■ Tujuan: Salin tanpa perubahan bagian teks tentang genosida di Gaza dari "Setelah berbulan-bulan genosida, gencatan" sampai "berarti sejak awal.".

■ Teks Halaman:
★ ★ ★ ★ ★
Genosida Israel terus berlanjut, dan ‘kami tetap menjadi jumlah’

Genosida Israel terus berlanjut, dan ‘kami tetap menjadi jumlah’
FOTO: Seorang anak melihat orang-orang berduka atas kematian warga Palestina dalam serangan Israel, di rumah sakit Eropa di Khan Younis di Jalur Gaza selatan, 20 Maret 2025 [Hatem Khaled/Reuters]

Ketidakpedulian dunia terhadap penderitaan Palestina memungkinkan Israel menghancurkan kami dan tanah air kami tanpa hukuman.

Hassan Abo Qamar
Penulis yang berbasis di Gaza

Setelah berbulan-bulan genosida, gencatan senjata – bahkan yang memungkinkan mereka untuk terus merampas hak paling dasar warga Palestina di Gaza untuk mendapatkan makanan, air, perawatan medis, pendidikan, dan kebebasan bergerak – terbukti terlalu berat bagi pasukan Israel. Jadi mereka memutuskan untuk melanjutkan perang mereka di Gaza.

Israel dengan santai meninggalkan perjanjian gencatan senjata dan memulai kembali perang mematikannya yang telah menghancurkan Gaza dan menewaskan puluhan ribu orang, karena mereka tahu masyarakat global tidak akan melakukan apa pun untuk menghentikannya. Bagaimanapun, dunia pada umumnya acuh tak acuh terhadap berbagai pelanggaran gencatan senjata dan pembantaian warga Palestina oleh Israel sejak 1948. Israel telah melanggar hukum internasional tanpa konsekuensi yang berarti sejak awal.
★ ★ ★ ★ ★
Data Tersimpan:
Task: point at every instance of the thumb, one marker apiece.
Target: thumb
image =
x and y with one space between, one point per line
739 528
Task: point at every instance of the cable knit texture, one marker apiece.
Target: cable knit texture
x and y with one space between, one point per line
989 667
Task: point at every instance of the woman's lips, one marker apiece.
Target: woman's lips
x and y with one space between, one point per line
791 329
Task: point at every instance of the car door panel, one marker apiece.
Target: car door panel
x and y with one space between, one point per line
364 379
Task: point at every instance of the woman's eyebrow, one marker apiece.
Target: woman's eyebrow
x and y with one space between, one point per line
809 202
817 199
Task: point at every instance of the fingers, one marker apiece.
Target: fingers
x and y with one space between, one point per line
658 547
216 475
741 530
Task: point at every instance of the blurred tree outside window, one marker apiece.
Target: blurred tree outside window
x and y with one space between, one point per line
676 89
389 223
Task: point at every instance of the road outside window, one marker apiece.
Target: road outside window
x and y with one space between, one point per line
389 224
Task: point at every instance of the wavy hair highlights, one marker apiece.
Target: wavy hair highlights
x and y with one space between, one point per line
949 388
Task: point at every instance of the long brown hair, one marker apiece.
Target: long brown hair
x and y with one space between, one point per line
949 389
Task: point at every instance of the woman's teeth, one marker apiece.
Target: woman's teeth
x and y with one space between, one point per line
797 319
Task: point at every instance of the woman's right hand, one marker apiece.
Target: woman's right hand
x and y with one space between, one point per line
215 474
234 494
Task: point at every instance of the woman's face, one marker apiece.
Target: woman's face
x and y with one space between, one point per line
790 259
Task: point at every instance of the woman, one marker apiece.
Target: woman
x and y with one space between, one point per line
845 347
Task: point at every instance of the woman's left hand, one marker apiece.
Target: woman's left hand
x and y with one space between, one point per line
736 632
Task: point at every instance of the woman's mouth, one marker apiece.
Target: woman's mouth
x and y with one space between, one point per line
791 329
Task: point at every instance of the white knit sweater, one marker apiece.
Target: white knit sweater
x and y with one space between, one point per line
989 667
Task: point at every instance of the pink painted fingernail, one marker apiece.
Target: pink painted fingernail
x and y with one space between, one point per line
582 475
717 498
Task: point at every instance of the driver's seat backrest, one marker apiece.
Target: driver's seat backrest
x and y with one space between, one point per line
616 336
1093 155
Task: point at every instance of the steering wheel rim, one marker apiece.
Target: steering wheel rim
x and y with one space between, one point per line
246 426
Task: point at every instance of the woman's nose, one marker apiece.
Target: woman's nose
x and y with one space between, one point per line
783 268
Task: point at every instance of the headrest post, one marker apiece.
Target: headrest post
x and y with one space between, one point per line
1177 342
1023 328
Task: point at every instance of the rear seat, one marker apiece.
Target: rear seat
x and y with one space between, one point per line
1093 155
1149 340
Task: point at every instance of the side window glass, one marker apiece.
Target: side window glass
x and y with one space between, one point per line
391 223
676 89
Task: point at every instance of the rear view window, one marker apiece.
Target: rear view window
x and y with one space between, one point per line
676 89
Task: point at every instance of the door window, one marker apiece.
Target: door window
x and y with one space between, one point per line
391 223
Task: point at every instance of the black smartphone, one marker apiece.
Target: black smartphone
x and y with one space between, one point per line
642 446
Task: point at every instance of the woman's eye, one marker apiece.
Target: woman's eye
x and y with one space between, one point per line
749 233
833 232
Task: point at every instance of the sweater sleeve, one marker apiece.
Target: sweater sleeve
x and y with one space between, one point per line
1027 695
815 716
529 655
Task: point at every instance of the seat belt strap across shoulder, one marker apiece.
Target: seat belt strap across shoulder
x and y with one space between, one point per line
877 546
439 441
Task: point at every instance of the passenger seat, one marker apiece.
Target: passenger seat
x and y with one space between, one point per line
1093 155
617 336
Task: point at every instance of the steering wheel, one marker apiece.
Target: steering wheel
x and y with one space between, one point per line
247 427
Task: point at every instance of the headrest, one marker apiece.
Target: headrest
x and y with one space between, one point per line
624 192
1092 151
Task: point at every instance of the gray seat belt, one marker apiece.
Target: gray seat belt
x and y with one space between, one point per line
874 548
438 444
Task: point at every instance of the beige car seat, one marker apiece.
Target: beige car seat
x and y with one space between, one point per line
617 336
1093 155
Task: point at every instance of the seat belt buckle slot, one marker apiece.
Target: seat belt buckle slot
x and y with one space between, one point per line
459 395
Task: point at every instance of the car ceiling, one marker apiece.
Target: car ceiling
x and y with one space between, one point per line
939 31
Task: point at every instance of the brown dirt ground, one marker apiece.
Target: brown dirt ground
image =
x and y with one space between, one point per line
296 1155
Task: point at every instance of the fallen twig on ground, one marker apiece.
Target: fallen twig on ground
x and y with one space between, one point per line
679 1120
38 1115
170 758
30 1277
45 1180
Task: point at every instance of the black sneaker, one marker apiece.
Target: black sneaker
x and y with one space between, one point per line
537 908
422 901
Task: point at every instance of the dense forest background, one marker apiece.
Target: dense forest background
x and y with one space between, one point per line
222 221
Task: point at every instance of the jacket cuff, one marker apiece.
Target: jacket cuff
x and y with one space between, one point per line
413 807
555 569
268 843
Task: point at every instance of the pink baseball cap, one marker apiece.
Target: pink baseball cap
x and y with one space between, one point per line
★ ★ ★ ★ ★
■ Jawaban Tugas:
Setelah berbulan-bulan genosida, gencatan senjata – bahkan yang memungkinkan mereka untuk terus merampas hak paling dasar warga Palestina di Gaza untuk mendapatkan makanan, air, perawatan medis, pendidikan, dan kebebasan bergerak – terbukti terlalu berat bagi pasukan Israel. Jadi mereka memutuskan untuk melanjutkan perang mereka di Gaza.

Israel dengan santai meninggalkan perjanjian gencatan senjata dan memulai kembali perang mematikannya yang telah menghancurkan Gaza dan menewaskan puluhan ribu orang, karena mereka tahu masyarakat global tidak akan melakukan apa pun untuk menghentikannya. Bagaimanapun, dunia pada umumnya acuh tak acuh terhadap berbagai pelanggaran gencatan senjata dan pembantaian warga Palestina oleh Israel sejak 1948. Israel telah melanggar hukum internasional tanpa konsekuensi yang berarti sejak awal.